Copy out the portion of the seborrheic dermatitis page that begins at the words "A common skin" and stops after "examples of some.".

### Page extract
┌────────
Seborrheic Dermatitis

Below you will find more information about Seborrheic Dermatitis from Medigest. If you believe that you are suffering from any of the symptoms of Seborrheic Dermatitis it is important that you obtain an accurate diagnosis from a medical professional to ensure that you obtain the correct medication or treatment for your condition. There are medical conditions that carry similar symptoms associated with Seborrheic Dermatitis and therefore the information provided by Medigest is offered as a guideline only and should never be used in preference to seeking professional medical advice. The information relating to Seborrheic Dermatitis comes from a third party source and Medigest will not be held liable for any inaccuracies relating to the information shown.


A common skin disorder called seborrheic dermatis mainly affects the scalp causing a scaly, red skin, itchy and dandruff. It can also affect the upper chest, face, back and oily areas of the body.


After talking to you about your symptoms and examining your scalp and skin, the doctor may diagnose seborreic dermatitis. A skin biopsy or other tests may sometimes be necessary to confirm the diagnosis of seborrheic dermatitis and as well as rule out other types of dermatitis.


Treatments can control signs of seborrheic dermatitis, although there's no cure for it. It mainly depends on your skin type before treatment is done basing on the severity of your condition and where it occurs on your body. The first step in treating seborrheic dermatitis is through the use of medicated shampoos. Salicylic acid, tar, ketoconazole, pyrithione zinc and selenium sulfide are examples of some.

Symptoms and Signs

Among the common symptoms of seborrheic dermatitis include yellow or white scales that may attach to the hair shaft, skin flakes or dandruff, patchy scaling or thick crusts on the scalp, itching or soreness and red, greasy skin covered with flaky white or yellow scales.


Several contributing factors play a role such as abnormality of the oil glands and hair follicles, although the exact cause of seborrheic dermatitis is not known. With this disorder, people seem to have increased oil production called sebum.
└────────
### Data provided
┌────────
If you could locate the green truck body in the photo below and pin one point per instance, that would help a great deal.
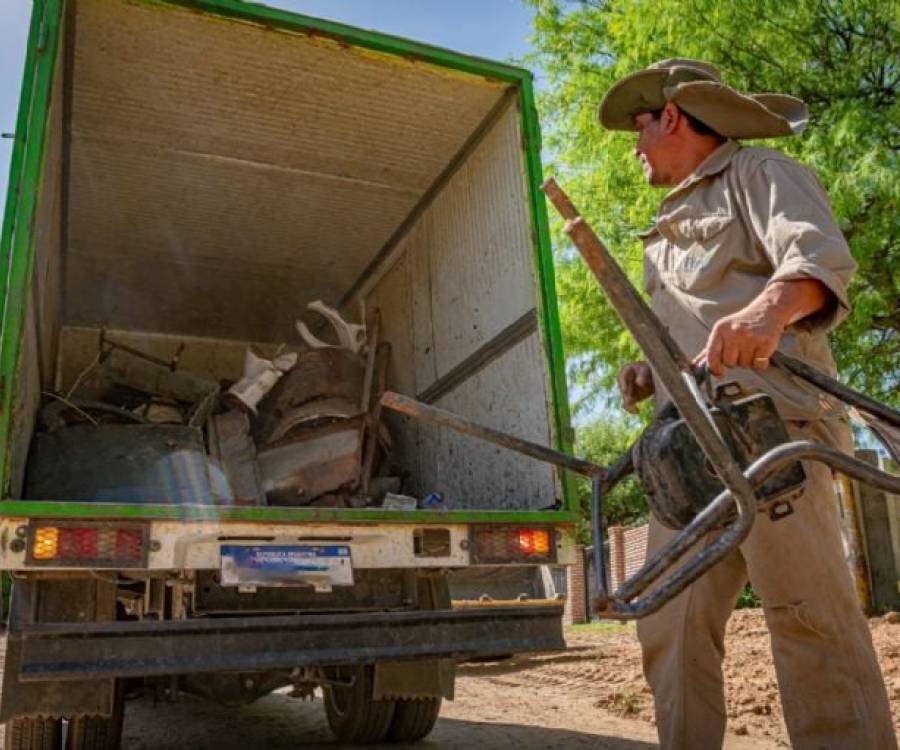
(191, 173)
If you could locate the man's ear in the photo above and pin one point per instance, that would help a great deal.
(670, 117)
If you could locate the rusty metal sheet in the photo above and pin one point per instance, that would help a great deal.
(232, 450)
(317, 461)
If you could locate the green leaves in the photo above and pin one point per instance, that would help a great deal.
(840, 56)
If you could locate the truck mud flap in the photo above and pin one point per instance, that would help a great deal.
(70, 651)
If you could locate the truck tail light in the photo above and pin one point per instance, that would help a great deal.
(513, 544)
(96, 545)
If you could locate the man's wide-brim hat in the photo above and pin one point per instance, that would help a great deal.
(697, 88)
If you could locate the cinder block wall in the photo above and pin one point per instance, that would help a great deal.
(627, 552)
(576, 590)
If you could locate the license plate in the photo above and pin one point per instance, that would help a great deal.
(319, 565)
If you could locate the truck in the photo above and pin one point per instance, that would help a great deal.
(186, 177)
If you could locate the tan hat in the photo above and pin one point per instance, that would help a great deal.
(697, 88)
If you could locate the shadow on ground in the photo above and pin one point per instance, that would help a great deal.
(278, 722)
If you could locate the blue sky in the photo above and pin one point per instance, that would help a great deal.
(496, 29)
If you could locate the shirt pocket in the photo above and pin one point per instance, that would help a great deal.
(704, 249)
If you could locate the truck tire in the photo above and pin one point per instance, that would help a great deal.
(98, 732)
(413, 719)
(353, 715)
(32, 734)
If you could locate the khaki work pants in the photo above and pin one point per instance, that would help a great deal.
(832, 690)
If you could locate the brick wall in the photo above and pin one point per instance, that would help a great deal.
(576, 590)
(627, 550)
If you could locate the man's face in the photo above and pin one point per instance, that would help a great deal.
(654, 148)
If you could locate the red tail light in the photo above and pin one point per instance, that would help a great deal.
(95, 545)
(513, 544)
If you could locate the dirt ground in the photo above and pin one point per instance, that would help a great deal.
(590, 696)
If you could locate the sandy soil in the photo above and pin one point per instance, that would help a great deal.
(590, 696)
(603, 666)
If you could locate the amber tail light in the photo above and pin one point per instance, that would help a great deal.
(94, 545)
(513, 544)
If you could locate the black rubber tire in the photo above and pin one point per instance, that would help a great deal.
(98, 732)
(33, 734)
(413, 719)
(352, 714)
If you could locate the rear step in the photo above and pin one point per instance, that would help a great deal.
(74, 651)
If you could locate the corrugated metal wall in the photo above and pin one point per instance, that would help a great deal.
(463, 275)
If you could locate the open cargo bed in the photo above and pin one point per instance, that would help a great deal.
(196, 178)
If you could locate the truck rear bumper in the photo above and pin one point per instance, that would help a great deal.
(80, 651)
└────────
### Answer section
A common skin disorder called seborrheic dermatis mainly affects the scalp causing a scaly, red skin, itchy and dandruff. It can also affect the upper chest, face, back and oily areas of the body.


After talking to you about your symptoms and examining your scalp and skin, the doctor may diagnose seborreic dermatitis. A skin biopsy or other tests may sometimes be necessary to confirm the diagnosis of seborrheic dermatitis and as well as rule out other types of dermatitis.


Treatments can control signs of seborrheic dermatitis, although there's no cure for it. It mainly depends on your skin type before treatment is done basing on the severity of your condition and where it occurs on your body. The first step in treating seborrheic dermatitis is through the use of medicated shampoos. Salicylic acid, tar, ketoconazole, pyrithione zinc and selenium sulfide are examples of some.